## Stated task
Please rewrite the lines starting with the line containing "Find blurred tan" and going on through the line containing "206 352 254 480", substituting "small child" for "young girl" and leaving everything else unchanged. Don't include the pictures in your answer.

## Raw data
________________________

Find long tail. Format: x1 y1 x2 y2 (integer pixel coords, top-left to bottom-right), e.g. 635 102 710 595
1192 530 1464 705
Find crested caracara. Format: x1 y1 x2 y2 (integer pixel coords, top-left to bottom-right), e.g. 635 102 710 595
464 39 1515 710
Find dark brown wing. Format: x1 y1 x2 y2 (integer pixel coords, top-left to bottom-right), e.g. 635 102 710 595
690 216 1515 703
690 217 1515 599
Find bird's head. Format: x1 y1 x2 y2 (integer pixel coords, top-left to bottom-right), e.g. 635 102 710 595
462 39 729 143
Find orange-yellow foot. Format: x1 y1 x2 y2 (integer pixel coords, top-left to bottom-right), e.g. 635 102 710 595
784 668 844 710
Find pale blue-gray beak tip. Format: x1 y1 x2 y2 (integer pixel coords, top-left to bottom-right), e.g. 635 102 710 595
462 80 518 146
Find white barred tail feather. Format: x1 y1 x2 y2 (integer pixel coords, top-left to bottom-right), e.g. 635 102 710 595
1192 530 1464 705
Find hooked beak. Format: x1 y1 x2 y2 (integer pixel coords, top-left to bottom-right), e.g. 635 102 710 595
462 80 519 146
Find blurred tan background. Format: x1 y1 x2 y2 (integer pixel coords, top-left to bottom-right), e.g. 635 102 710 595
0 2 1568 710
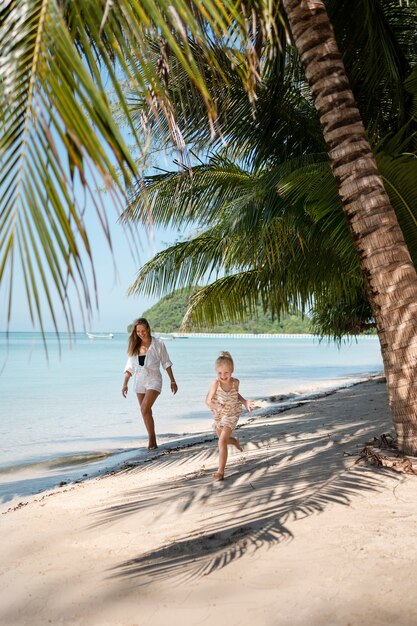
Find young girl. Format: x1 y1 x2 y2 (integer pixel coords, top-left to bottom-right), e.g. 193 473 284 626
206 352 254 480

________________________

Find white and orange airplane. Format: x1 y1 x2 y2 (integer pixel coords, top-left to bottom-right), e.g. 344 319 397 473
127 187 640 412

________________________

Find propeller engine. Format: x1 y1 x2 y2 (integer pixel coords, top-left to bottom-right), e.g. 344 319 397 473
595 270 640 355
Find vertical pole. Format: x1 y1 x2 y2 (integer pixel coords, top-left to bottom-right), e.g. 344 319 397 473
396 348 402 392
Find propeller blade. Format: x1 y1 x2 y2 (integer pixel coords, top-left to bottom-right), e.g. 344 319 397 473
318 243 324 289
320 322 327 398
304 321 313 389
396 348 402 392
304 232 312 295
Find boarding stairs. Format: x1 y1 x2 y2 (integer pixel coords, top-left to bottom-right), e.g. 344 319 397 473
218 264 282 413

________________________

## Written reply
Find blurred tan background. Format: x1 y1 x2 y2 (integer pixel coords, top-left to bottom-right), e.g. 635 102 710 595
0 2 1568 710
Find small child. Format: x1 y1 x2 y2 (integer pixel coords, top-left to bottom-right), e.g. 193 473 284 626
206 352 254 480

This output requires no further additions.